> _RECORDS PROVIDED_:
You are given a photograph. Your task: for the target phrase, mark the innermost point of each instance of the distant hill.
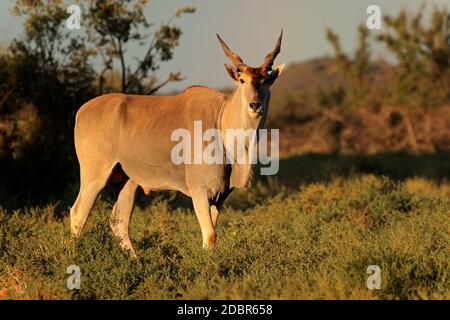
(300, 81)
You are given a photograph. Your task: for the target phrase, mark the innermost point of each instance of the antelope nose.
(255, 106)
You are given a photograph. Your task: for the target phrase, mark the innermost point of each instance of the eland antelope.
(134, 131)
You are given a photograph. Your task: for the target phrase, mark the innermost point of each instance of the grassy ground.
(280, 239)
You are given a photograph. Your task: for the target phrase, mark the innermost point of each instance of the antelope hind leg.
(121, 215)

> _TASK DIRECTIONS_: Output every line of the entries above as a numbered list, skipping any blank lines. Leave the picture out.

> _THE RESPONSE_:
1. You are given a photograph. Your task: for the target phrase, mark the innermost point of each instance of the distant hill.
2. (300, 81)
3. You are given a photograph. Your task: for the target phrase, mark the innermost point of each instance of the antelope nose.
4. (255, 106)
5. You are given a photograph. Your task: for the target phrase, mark the innermost point of each instance of the eland antelope.
6. (134, 131)
7. You are given a photograph. Your task: for the target phrase, mark the innermost point of each instance of the grassy ground.
8. (280, 239)
9. You are given a photograph. Your task: for the target phrase, mark the innermost point of each instance of the antelope hind leg.
10. (121, 215)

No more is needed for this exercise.